Humanists UK returned to Conway Hall on 31 October for the 2025 Voltaire Lecture. The event was delivered by neuroscientist Professor Anil Seth, whose work tackles one of philosophy and science’s most enduring questions: What is consciousness? And could AI ever have it?
Perception, prediction, and the nature of awareness
Fittingly for Halloween night, Seth led the audience from Mary Shelley’s Frankenstein to the frontiers of artificial intelligence, arguing that consciousness is not the same as intelligence. Consciousness, he explained, is about being, not doing – it is what it feels like to exist, rather than the ability to act or compute.
Drawing on his theory of perception as a ‘controlled hallucination’, he described how the brain constantly predicts the world around us and corrects those predictions with sensory input. The mind, he said, does not passively receive reality but actively constructs it.
He illustrated this with well-known visual illusions, including the Adelson checkerboard and the dress that famously divided opinion online, as well as experiments such as the rubber hand illusion and his Dream Machine installation – which allows people to experience the patterns of their own perception through light alone.

════════════════

> [Exercises]
**1)** Write out everything in the lecture report from "He illustrated this" down to "through light alone.".
**2)** According to the lecture report, who delivered the 2025 Voltaire Lecture?
The material that comes after the lecture report is separate from it.

════════════════

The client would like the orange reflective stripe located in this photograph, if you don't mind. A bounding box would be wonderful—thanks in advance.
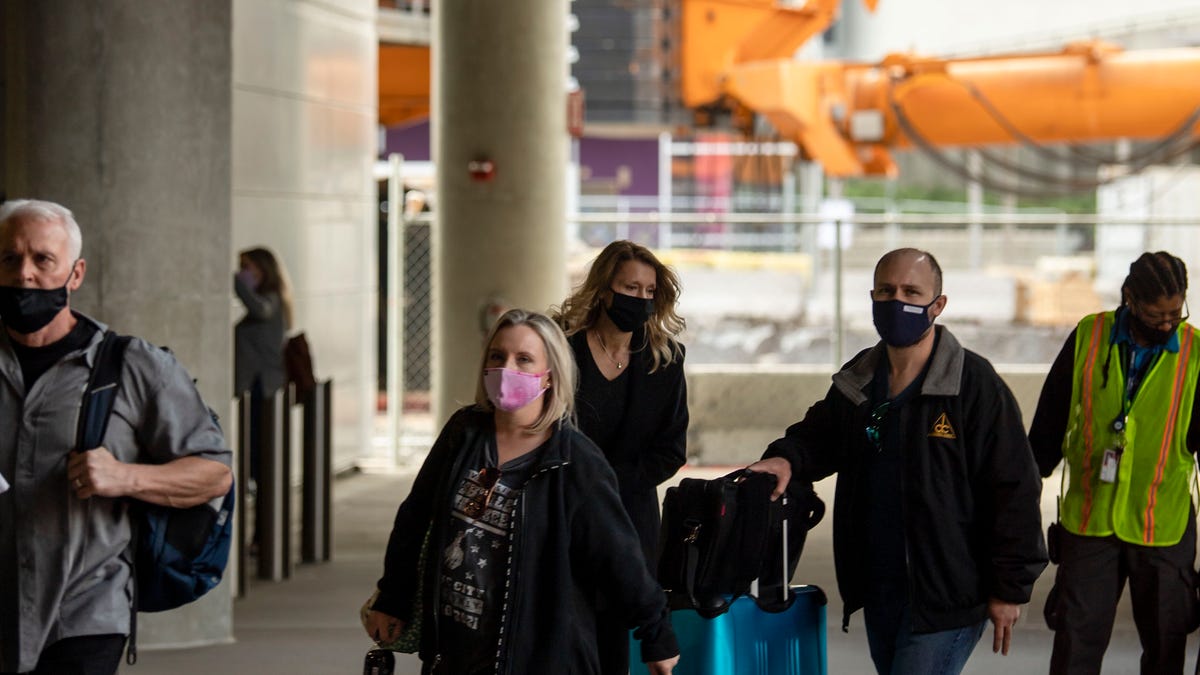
[1142,329,1192,544]
[1079,313,1105,534]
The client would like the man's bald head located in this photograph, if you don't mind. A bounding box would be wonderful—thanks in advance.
[872,249,942,298]
[0,199,83,259]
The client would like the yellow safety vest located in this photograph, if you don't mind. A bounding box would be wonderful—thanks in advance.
[1060,312,1200,546]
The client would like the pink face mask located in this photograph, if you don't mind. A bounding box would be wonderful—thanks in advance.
[484,368,550,412]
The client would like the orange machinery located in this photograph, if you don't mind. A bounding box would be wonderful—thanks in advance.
[680,0,1200,177]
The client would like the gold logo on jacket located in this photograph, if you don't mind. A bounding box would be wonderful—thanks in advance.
[929,412,958,438]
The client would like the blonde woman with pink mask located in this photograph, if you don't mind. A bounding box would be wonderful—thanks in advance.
[366,310,679,675]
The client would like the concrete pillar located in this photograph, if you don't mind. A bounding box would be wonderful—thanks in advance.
[0,0,233,646]
[433,0,568,423]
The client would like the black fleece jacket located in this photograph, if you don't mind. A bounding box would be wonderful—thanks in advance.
[373,407,679,675]
[764,327,1046,633]
[568,330,688,563]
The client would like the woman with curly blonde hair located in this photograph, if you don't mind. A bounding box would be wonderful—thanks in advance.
[554,240,688,674]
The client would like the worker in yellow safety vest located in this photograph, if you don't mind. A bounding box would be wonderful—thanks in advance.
[1030,251,1200,674]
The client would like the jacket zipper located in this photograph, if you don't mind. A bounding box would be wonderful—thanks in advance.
[496,461,570,674]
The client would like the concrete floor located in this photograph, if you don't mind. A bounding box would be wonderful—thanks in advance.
[121,461,1198,675]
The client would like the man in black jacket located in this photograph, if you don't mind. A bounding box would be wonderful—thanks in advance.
[750,249,1046,674]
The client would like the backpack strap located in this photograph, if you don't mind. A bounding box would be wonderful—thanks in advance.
[74,330,130,453]
[74,330,138,665]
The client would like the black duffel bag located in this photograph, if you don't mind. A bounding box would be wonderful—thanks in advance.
[658,470,824,619]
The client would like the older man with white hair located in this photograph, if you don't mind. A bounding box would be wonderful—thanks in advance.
[0,199,232,675]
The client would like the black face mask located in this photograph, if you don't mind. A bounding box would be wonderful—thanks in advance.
[0,276,71,335]
[605,292,654,333]
[1129,311,1178,345]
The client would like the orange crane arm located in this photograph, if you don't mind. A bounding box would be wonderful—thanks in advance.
[684,0,1200,177]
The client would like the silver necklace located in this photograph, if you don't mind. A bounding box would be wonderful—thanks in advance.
[595,330,625,370]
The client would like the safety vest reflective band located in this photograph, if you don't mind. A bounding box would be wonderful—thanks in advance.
[1060,312,1200,546]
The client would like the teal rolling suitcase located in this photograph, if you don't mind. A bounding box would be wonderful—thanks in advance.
[629,586,828,675]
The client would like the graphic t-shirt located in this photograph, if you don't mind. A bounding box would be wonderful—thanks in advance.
[438,443,539,675]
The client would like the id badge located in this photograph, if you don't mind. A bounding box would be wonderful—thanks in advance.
[1100,448,1121,483]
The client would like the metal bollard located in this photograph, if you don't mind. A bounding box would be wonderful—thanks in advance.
[300,380,332,562]
[234,392,252,598]
[254,386,292,581]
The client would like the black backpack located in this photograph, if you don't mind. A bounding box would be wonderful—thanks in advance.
[658,470,824,619]
[76,330,234,664]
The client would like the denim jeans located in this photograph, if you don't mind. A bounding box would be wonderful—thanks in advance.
[863,591,988,675]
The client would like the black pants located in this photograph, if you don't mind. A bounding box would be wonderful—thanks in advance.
[1046,515,1198,675]
[1,634,125,675]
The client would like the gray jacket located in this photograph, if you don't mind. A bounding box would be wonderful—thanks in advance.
[0,312,232,673]
[233,276,286,395]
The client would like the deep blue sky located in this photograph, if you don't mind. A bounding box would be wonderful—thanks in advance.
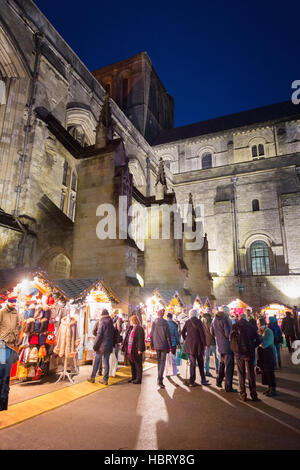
[35,0,300,127]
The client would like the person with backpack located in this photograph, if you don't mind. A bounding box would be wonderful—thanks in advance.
[210,305,237,392]
[182,309,210,387]
[202,313,219,377]
[150,308,172,388]
[230,313,261,401]
[268,316,283,369]
[177,309,189,344]
[111,312,123,361]
[167,312,180,354]
[257,318,277,397]
[122,315,146,384]
[88,308,114,385]
[281,312,296,353]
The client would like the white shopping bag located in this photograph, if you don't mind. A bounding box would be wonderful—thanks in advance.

════════════════

> [Replies]
**1)**
He illustrated this with well-known visual illusions, including the Adelson checkerboard and the dress that famously divided opinion online, as well as experiments such as the rubber hand illusion and his Dream Machine installation – which allows people to experience the patterns of their own perception through light alone.

**2)** Neuroscientist Professor Anil Seth.